TASK DETAILS: Copy every item below word for word, omitting the pictures.

INFORMATION SHOWN:

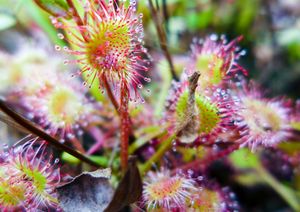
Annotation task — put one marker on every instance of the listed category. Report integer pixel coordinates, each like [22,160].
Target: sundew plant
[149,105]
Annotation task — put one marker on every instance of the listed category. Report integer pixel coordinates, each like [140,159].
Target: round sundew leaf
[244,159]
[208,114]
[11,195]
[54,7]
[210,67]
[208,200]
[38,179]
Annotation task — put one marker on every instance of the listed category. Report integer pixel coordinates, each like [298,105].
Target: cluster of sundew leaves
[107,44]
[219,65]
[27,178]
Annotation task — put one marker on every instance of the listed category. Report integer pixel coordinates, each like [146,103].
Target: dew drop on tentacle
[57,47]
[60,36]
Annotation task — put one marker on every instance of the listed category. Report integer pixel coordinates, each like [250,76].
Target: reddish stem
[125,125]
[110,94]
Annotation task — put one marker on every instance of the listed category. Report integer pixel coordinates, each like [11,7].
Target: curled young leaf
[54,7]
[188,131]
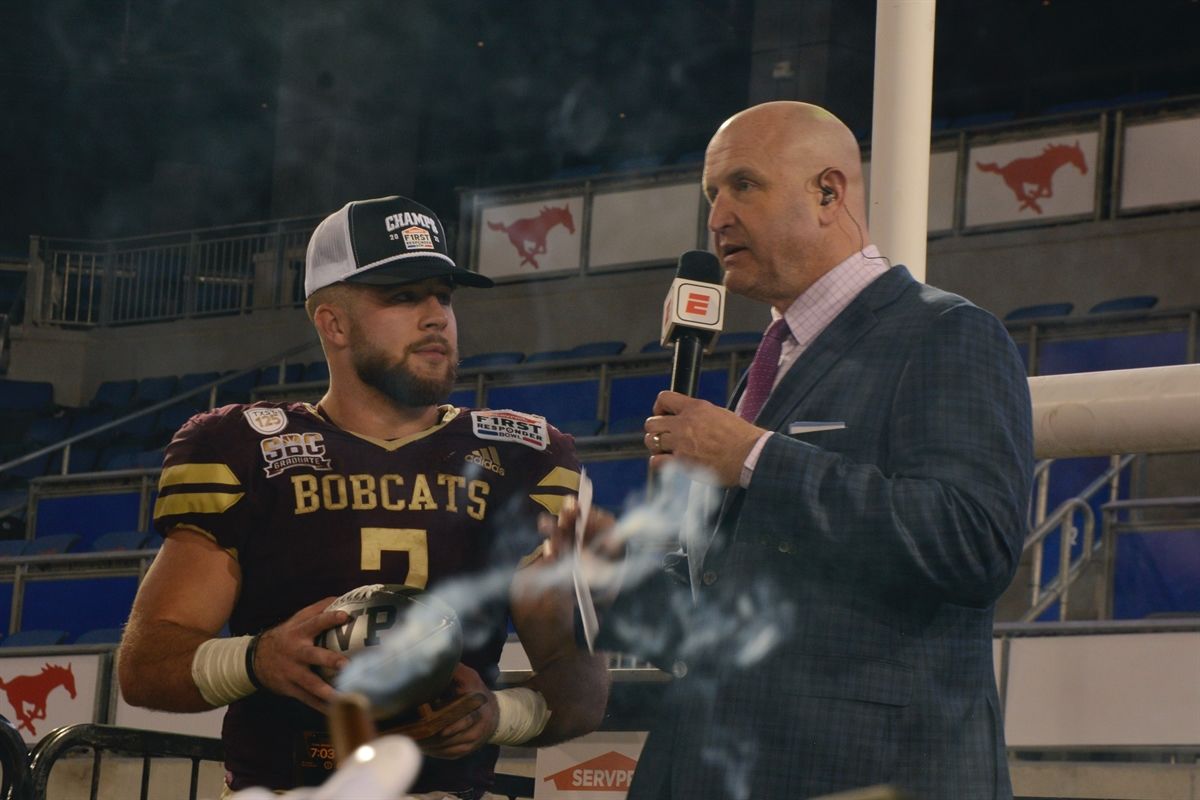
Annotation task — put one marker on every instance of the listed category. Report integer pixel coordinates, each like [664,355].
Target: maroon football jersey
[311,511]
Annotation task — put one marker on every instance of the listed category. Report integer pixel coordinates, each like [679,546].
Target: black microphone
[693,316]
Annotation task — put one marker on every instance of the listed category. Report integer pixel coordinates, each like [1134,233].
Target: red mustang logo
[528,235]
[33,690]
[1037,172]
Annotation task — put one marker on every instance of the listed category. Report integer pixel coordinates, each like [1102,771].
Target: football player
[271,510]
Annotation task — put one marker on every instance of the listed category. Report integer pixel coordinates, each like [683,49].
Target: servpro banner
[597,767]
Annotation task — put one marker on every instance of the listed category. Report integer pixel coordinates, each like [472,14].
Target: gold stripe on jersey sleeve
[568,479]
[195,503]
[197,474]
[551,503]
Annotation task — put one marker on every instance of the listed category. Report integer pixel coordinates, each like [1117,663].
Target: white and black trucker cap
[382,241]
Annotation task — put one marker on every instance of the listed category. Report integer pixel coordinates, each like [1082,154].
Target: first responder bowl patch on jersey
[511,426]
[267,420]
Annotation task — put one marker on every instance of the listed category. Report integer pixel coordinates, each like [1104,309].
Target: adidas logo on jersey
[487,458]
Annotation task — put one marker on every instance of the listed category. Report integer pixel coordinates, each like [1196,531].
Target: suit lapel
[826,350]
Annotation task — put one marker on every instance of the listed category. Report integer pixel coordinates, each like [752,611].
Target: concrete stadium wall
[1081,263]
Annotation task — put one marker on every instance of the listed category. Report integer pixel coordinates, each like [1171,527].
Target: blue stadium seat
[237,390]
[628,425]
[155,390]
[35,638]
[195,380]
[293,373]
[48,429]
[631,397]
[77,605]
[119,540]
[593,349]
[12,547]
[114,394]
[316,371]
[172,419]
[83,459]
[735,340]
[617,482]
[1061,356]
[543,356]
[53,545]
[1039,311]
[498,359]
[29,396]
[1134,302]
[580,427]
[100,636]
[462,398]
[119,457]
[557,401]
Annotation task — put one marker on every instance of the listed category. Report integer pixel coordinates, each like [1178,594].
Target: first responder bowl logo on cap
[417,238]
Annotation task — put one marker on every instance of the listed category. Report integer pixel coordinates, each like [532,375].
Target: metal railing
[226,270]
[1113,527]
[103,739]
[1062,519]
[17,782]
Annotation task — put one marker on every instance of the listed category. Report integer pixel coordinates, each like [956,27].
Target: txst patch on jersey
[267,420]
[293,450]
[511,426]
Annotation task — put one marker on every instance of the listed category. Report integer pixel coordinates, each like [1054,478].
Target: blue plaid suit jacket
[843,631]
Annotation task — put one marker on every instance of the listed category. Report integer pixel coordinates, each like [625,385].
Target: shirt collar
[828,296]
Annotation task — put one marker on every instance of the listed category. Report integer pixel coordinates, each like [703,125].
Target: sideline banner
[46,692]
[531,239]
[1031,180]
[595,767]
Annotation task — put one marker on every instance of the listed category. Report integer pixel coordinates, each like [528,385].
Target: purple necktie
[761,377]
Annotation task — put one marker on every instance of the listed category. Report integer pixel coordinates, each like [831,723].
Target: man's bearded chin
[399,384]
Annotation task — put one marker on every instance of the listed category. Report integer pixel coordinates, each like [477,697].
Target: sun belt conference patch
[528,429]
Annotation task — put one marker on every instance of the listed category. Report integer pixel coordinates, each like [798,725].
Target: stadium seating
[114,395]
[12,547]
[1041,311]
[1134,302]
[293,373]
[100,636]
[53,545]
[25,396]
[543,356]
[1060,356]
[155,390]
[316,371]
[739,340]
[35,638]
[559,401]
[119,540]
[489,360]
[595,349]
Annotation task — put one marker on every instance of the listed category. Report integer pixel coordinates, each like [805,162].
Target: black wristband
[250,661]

ANSWER FOR THE TASK:
Annotation task — put one marker on every instance of the listed category. Report integer pixel coordinates, each like [22,160].
Target: sundew plant
[149,105]
Annotation task — put one marker on every instance of the listed category. Report integer pixel coordinates, each like [140,159].
Target: round sundew leaf
[244,159]
[208,114]
[11,195]
[54,7]
[210,67]
[208,200]
[38,179]
Annotation task — put one marker on every instance of the listed category. Report integer pixel coordinates, each like [298,105].
Target: cluster of sundew leaves
[107,44]
[219,65]
[27,178]
Annotation task — put one marker on every instance of the listed category. Report integer pixel coordinates, each like [146,103].
Target: dew drop on tentacle
[57,47]
[60,36]
Annotation task — put one marker on every instance of the listed category. Report integer pixel coordinates, each like [250,76].
Target: reddish stem
[125,125]
[110,94]
Annotation task — put one marker on every instance of the listed category. Report integer pixel coordinates, each like [11,7].
Target: curled young leaf
[54,7]
[188,131]
Annotation task — put one marker on every instance of the listed category. Report integer pixel coordinates, each like [664,355].
Target: maroon football jersey
[311,511]
Annotation task — put one marker on every instance of the listed category. Report integer pixel coordinates, each like [679,546].
Target: black microphone
[693,316]
Annotation task — put one marker on every instance of the listed category. Report integer pixel coordinates, each like [1134,233].
Target: red mustang logo
[528,235]
[33,690]
[1037,172]
Annotation task — put one marker on every instance of the listed category. Report integer pixel coordinates, each like [1102,771].
Target: football player
[271,510]
Annotation task — put one marker on every instance of the listed category. Report integer pixel coordinates, each like [683,49].
Target: servpro banner
[597,767]
Annotation task — put one marker on every instance of the listed category. Report integer pixel coordinates, each like [472,14].
Target: gold stripe on jersey sleeve
[568,479]
[195,503]
[197,474]
[551,503]
Annotation task — put one marker on every instance of the listed category. Report integer pixel coordinates, each like [1117,663].
Target: white and black trucker cap
[382,241]
Annotation task — put one marker on every instance of the listed category. Report integer pixel coordinates, each like [1082,154].
Target: first responder bowl patch on jersey
[511,426]
[267,420]
Annotation task — put one marker on every instance of the listed category. Report integer pixel coordinates, each like [1104,309].
Target: adidas logo on jersey
[487,458]
Annotation task — put one marker on every instance of the listed category. Report integer pixel coordinates, each like [1196,531].
Target: suit lapel
[826,350]
Annotation task — put one marker on every instance of the listed category. Report integer pixel coordinates, each like [752,611].
Target: concrete stadium wall
[1081,263]
Annotation task — put one marker on every instance of the listed category. Report integer pixel coordinates, each like [1171,527].
Target: blue stadium seat
[237,390]
[628,425]
[155,390]
[35,638]
[195,380]
[293,373]
[48,429]
[631,397]
[77,605]
[119,540]
[593,349]
[12,547]
[114,394]
[316,371]
[172,419]
[83,459]
[735,340]
[617,482]
[1061,356]
[543,356]
[53,545]
[1039,311]
[498,359]
[29,396]
[1134,302]
[580,427]
[100,636]
[462,398]
[119,457]
[557,401]
Annotation task — put one marker on every instance of the listed category. Report integer pixel coordinates, each like [1178,594].
Target: first responder bowl logo on cap
[417,238]
Annotation task — put one marker on every instance of the listed category. Report integer pixel coordinates, each like [532,375].
Target: metal railing
[226,270]
[1113,527]
[103,739]
[1062,519]
[17,782]
Annotation task — put one marker on every instance of the listed category. Report integer pixel coordinates, each like [956,27].
Target: txst patch on jersey
[267,420]
[293,450]
[511,426]
Annotation task — put one marker on every instance of the listed category. Report integer pixel coordinates, each like [1054,478].
Target: blue plaid suit jacket
[843,631]
Annotation task — put one marker on every instance of the listed category. Report integer pixel coordinates, each like [625,385].
Target: shirt collar
[828,296]
Annotation task — put one marker on every instance of the listed category. Report integer pixel coordinates, each like [703,125].
Target: sideline banner
[46,692]
[531,239]
[1031,180]
[595,767]
Annotation task — put one marker on every instance of the listed category. Report integer pixel coordinates, each like [528,385].
Target: purple necktie
[761,377]
Annotation task — put one marker on every instance of the listed category. Report integer pixel coordinates, each like [831,723].
Target: man's bearded chin
[399,384]
Annotation task — put one marker on every instance of the listed category. Report integer pixel coordinates, each like [477,697].
Target: sun belt conference patch
[528,429]
Annotation task — put one marker on every instance of the listed category. Report integer pixel coordinates, each like [798,725].
Target: stadium seating
[114,395]
[12,547]
[1041,311]
[1134,302]
[293,373]
[100,636]
[53,545]
[25,396]
[543,356]
[1060,356]
[155,390]
[316,371]
[739,340]
[35,638]
[559,401]
[119,540]
[489,360]
[595,349]
Annotation task — put one marker on every instance of the listed category. Report integer pixel coordinates, each like [805,162].
Target: black wristband
[250,661]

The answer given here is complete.